##### Material provided #####
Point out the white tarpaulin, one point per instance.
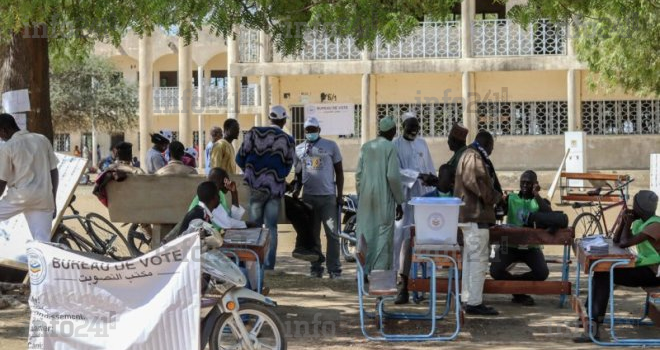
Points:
(15, 232)
(150, 302)
(334, 118)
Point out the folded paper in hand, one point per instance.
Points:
(595, 244)
(408, 177)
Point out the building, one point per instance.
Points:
(523, 84)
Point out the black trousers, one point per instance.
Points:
(637, 277)
(532, 257)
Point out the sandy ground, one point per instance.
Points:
(322, 313)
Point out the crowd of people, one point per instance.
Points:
(390, 172)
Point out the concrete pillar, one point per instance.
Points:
(570, 33)
(200, 119)
(468, 94)
(146, 100)
(574, 98)
(185, 92)
(366, 108)
(233, 82)
(467, 17)
(265, 56)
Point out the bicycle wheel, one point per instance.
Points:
(139, 240)
(107, 236)
(62, 236)
(264, 327)
(587, 224)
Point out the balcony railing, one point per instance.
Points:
(318, 46)
(503, 37)
(436, 119)
(248, 45)
(166, 99)
(523, 118)
(621, 117)
(429, 40)
(500, 37)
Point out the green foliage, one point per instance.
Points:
(618, 39)
(91, 88)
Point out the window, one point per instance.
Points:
(219, 78)
(62, 143)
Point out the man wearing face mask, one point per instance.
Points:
(477, 184)
(378, 183)
(518, 207)
(414, 160)
(319, 172)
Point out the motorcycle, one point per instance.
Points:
(347, 237)
(235, 317)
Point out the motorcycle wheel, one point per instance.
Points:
(265, 329)
(347, 247)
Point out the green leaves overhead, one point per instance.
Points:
(73, 25)
(91, 88)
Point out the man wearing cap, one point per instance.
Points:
(266, 158)
(223, 154)
(155, 159)
(414, 160)
(175, 166)
(216, 134)
(456, 141)
(28, 170)
(319, 172)
(378, 184)
(640, 228)
(477, 185)
(124, 161)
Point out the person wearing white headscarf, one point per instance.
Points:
(378, 184)
(414, 159)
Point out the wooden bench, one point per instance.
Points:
(571, 194)
(653, 304)
(162, 200)
(515, 236)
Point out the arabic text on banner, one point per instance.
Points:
(150, 302)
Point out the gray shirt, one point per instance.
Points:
(155, 161)
(316, 161)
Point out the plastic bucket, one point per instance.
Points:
(436, 220)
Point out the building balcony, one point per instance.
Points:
(501, 37)
(166, 99)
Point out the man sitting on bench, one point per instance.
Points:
(518, 208)
(640, 228)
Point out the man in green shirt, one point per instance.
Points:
(640, 228)
(518, 207)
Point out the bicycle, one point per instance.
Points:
(103, 237)
(587, 223)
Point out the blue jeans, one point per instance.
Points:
(266, 210)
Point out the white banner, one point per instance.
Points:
(334, 118)
(150, 302)
(15, 232)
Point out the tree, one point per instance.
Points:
(618, 39)
(33, 30)
(91, 91)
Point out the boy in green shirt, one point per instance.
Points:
(640, 228)
(518, 207)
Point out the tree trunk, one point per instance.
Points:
(25, 65)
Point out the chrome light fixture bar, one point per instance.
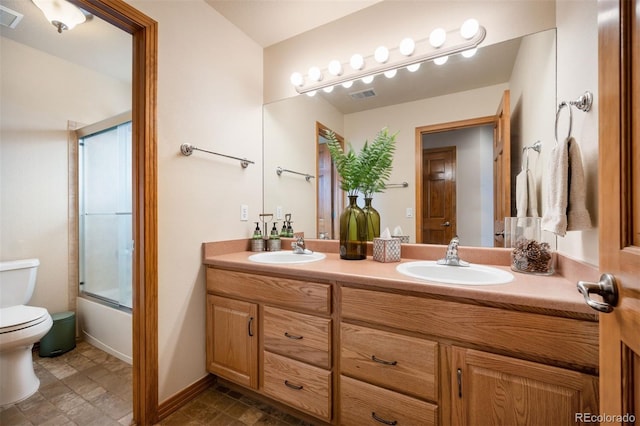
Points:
(455, 43)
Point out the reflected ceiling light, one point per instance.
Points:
(356, 62)
(335, 67)
(62, 14)
(367, 79)
(469, 28)
(409, 54)
(437, 37)
(441, 60)
(407, 46)
(314, 74)
(469, 53)
(381, 55)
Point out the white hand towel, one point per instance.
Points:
(555, 217)
(578, 218)
(532, 196)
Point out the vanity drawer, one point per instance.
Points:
(365, 404)
(391, 360)
(300, 385)
(298, 294)
(300, 336)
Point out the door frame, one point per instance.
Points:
(144, 31)
(434, 128)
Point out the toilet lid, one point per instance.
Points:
(21, 316)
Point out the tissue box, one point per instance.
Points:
(386, 250)
(402, 238)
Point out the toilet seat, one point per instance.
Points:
(20, 317)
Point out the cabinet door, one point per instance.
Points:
(491, 389)
(232, 340)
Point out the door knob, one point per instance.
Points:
(606, 288)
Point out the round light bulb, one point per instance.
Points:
(367, 79)
(407, 46)
(335, 67)
(390, 73)
(356, 62)
(441, 60)
(469, 28)
(381, 54)
(314, 74)
(437, 37)
(296, 79)
(469, 53)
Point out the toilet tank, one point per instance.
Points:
(17, 281)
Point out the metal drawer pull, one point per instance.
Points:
(382, 361)
(606, 288)
(383, 421)
(292, 386)
(292, 336)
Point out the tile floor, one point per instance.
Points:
(88, 387)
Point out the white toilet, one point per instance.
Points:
(20, 327)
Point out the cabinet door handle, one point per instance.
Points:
(383, 421)
(292, 336)
(292, 386)
(382, 361)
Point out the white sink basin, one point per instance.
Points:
(467, 275)
(286, 257)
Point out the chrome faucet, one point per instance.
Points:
(299, 246)
(452, 258)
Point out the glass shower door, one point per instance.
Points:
(106, 240)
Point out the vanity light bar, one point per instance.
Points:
(396, 60)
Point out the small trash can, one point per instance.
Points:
(62, 336)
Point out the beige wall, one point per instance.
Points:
(36, 107)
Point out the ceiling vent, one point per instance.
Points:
(9, 18)
(363, 94)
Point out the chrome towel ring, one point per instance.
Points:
(583, 103)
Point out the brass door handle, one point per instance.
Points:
(606, 288)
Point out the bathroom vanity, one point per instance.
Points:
(356, 342)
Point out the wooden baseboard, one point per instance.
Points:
(180, 399)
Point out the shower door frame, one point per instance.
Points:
(144, 31)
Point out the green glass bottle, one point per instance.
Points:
(353, 232)
(373, 219)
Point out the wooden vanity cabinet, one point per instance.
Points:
(274, 335)
(481, 364)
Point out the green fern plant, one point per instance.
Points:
(368, 170)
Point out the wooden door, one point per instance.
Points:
(489, 389)
(619, 204)
(439, 195)
(232, 340)
(501, 169)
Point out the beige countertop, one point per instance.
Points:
(556, 294)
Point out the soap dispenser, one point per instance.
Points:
(274, 243)
(257, 243)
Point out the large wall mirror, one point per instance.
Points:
(423, 108)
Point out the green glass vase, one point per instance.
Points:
(353, 232)
(373, 220)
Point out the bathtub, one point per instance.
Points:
(106, 328)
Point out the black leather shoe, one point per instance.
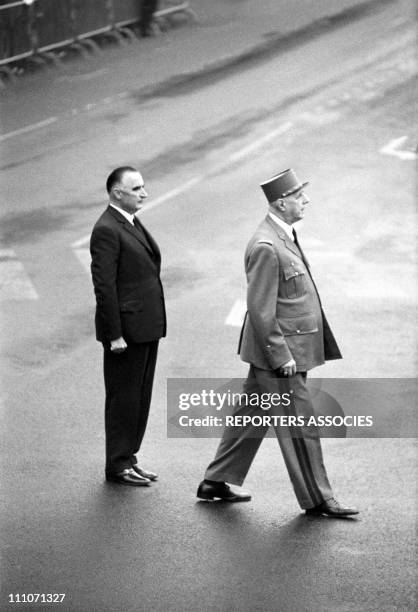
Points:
(332, 507)
(145, 473)
(220, 490)
(128, 477)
#####
Work request: Wherever the string "wall" appears in the data above, copy the line it sits in.

Solution to this exercise:
Point out the beige wall, one point per instance.
Point out the large wall mirror, one point per instance.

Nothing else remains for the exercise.